Problem details -
Copy each of the records below character for character, with no changes.

[BEGIN Rows]

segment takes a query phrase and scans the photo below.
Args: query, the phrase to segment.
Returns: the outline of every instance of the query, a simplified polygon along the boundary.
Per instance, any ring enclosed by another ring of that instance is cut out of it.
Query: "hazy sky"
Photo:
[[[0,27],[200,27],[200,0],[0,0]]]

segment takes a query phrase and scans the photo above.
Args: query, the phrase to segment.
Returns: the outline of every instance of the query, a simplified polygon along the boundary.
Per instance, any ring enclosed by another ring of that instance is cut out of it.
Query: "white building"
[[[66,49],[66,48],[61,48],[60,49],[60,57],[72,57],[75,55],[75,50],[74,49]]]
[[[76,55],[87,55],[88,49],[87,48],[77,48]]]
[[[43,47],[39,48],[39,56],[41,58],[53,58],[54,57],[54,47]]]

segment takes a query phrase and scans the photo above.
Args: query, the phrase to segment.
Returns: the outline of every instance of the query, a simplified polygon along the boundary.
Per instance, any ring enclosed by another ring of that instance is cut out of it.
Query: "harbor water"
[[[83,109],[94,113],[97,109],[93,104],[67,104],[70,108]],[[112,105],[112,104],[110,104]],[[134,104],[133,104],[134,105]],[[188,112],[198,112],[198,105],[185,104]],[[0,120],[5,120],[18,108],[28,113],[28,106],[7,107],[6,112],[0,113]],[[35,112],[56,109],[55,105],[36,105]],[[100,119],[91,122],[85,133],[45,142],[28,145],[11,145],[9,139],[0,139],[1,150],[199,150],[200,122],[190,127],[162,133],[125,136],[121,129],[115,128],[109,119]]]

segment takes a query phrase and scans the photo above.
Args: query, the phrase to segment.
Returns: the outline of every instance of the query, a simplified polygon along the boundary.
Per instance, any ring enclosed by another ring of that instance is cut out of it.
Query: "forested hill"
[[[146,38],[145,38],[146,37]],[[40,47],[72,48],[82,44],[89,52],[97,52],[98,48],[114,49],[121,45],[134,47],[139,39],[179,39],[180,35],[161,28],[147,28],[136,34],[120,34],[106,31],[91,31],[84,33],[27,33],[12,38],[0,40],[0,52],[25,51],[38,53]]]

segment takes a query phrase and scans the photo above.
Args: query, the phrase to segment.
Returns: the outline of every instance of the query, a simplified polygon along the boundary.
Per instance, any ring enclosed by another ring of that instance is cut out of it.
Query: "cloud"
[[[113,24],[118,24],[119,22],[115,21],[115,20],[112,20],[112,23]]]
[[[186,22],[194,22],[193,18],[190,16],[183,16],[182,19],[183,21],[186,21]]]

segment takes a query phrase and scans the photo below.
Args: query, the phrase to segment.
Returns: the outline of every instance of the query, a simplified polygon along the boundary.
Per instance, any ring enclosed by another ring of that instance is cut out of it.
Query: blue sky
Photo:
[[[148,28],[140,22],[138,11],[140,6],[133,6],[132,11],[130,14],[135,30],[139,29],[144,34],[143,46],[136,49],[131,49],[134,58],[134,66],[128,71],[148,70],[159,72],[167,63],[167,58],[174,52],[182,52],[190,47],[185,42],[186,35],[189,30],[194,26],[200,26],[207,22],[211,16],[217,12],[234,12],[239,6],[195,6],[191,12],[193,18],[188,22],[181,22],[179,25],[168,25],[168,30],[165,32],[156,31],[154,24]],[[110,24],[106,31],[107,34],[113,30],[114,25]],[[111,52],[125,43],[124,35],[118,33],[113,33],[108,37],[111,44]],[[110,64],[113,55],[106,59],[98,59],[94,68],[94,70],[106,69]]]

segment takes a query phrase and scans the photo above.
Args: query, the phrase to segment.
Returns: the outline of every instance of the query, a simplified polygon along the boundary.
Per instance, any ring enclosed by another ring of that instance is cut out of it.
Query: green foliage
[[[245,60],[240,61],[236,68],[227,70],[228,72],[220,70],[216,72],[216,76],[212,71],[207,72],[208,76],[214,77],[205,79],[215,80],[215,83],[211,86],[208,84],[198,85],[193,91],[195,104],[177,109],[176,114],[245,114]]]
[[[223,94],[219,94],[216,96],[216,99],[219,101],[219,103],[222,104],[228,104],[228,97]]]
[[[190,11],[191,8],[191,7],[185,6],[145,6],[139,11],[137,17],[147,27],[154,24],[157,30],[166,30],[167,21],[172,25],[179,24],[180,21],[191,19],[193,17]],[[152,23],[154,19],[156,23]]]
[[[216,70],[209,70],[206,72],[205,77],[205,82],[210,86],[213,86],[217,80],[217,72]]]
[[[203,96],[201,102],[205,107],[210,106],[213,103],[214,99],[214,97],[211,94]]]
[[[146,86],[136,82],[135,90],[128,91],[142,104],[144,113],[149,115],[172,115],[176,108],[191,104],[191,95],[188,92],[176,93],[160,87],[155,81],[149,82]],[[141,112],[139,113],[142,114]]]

[END Rows]

Solved problem -
segment takes a query phrase and scans the photo below.
Args: query, the phrase to segment.
Returns: the outline of every instance of the query, a simplified polygon along the boundary.
Per instance, any ring enclosed by another ring of that instance is cut out of it.
Query: "hazy sky"
Photo:
[[[0,27],[200,27],[200,0],[0,0]]]

segment takes a query phrase and scans the photo above.
Args: query, the phrase to segment.
Returns: the outline of every instance of the query, a simplified polygon along the boundary.
Per instance, any ring enclosed by another ring of that instance is cut out of it.
Query: "white building"
[[[66,49],[66,48],[61,48],[60,49],[60,57],[72,57],[75,55],[75,50],[74,49]]]
[[[76,55],[87,55],[88,49],[87,48],[77,48]]]
[[[43,47],[39,48],[39,56],[41,58],[53,58],[54,57],[54,47]]]

segment takes a query phrase and scans the photo above.
Args: query, the phrase to segment.
Returns: the outline of every instance of the query, a simplified polygon along the boundary.
Per instance, any ring enclosed by another ring of that instance is cut out of it.
Query: "harbor water"
[[[83,109],[94,113],[97,109],[93,104],[67,104],[70,108]],[[112,105],[112,104],[110,104]],[[134,104],[133,104],[134,105]],[[188,112],[198,112],[198,105],[185,104]],[[0,120],[5,120],[18,108],[28,113],[28,106],[7,107],[6,112],[0,113]],[[35,112],[56,109],[55,105],[36,105]],[[100,119],[91,122],[85,133],[45,142],[28,145],[11,145],[9,139],[0,139],[1,150],[199,150],[200,122],[190,127],[162,133],[125,136],[121,129],[115,128],[109,119]]]

segment takes a query phrase and scans the photo above.
Args: query, the phrase to segment.
Returns: the outline of every instance of the query, a simplified polygon along the boundary.
Per instance, any ring enclosed by another ring of that instance is cut out of it.
Query: "forested hill"
[[[146,38],[145,38],[146,37]],[[40,47],[72,48],[82,44],[89,52],[97,52],[98,48],[114,49],[121,45],[134,47],[139,39],[179,39],[180,35],[161,28],[147,28],[136,34],[120,34],[106,31],[91,31],[84,33],[27,33],[12,38],[0,40],[0,52],[25,51],[38,53]]]

segment takes a query phrase and scans the photo above.
Args: query, the phrase to segment.
Returns: the outline of every instance of the query, a simplified polygon along the boundary.
Per instance, any ring enclosed by another ring of that instance is cut out of it.
Query: "cloud"
[[[113,24],[118,24],[119,22],[115,21],[115,20],[112,20],[112,23]]]
[[[186,22],[194,22],[193,18],[190,16],[183,16],[182,19],[183,21],[186,21]]]

segment takes a query phrase and scans the photo below.
Args: query, the phrase to segment.
Returns: the outline of every instance of the query, a simplified polygon along the boundary.
Per instance, any ring enclosed by another ring of that instance is cut out of it.
Query: blue sky
Photo:
[[[148,28],[140,22],[138,11],[140,6],[133,6],[132,11],[130,14],[135,30],[139,29],[144,34],[143,46],[136,49],[131,49],[134,58],[134,66],[128,71],[148,70],[159,72],[167,63],[167,58],[174,52],[182,52],[190,47],[185,42],[186,35],[189,30],[194,26],[200,26],[207,22],[211,16],[217,12],[234,12],[239,6],[195,6],[191,12],[193,18],[188,22],[181,22],[179,25],[168,25],[168,30],[165,32],[156,31],[154,24]],[[110,24],[106,31],[107,34],[113,30],[114,25]],[[111,52],[125,43],[124,35],[118,33],[113,33],[108,37],[111,44]],[[110,64],[113,55],[106,59],[98,59],[94,68],[94,70],[106,69]]]

segment takes a query phrase and scans the photo above.
Args: query, the phrase to segment.
Returns: the outline of every instance of the query, a simplified polygon along the boundary.
Per instance, any ring enclosed by another ring of that instance is cut out of it.
Query: green foliage
[[[245,60],[240,61],[236,68],[227,70],[228,72],[220,70],[216,72],[216,76],[212,71],[207,72],[208,76],[214,77],[205,79],[215,80],[215,83],[211,86],[208,84],[198,85],[193,91],[195,104],[177,109],[176,114],[245,114]]]
[[[223,94],[219,94],[216,96],[216,99],[219,101],[219,103],[222,104],[228,104],[228,97]]]
[[[190,11],[191,8],[191,7],[185,6],[145,6],[139,11],[137,17],[147,27],[154,24],[157,30],[166,30],[167,21],[172,25],[179,24],[180,21],[191,19],[193,17]],[[152,23],[154,19],[156,23]]]
[[[216,70],[209,70],[206,72],[205,77],[205,82],[210,86],[213,86],[217,80],[217,72]]]
[[[203,96],[201,102],[205,107],[210,106],[213,103],[214,99],[214,97],[211,94]]]
[[[146,86],[136,82],[135,90],[128,91],[142,104],[144,113],[149,115],[172,115],[176,108],[191,104],[191,95],[188,92],[176,93],[160,87],[155,81],[149,82]],[[141,112],[139,113],[142,114]]]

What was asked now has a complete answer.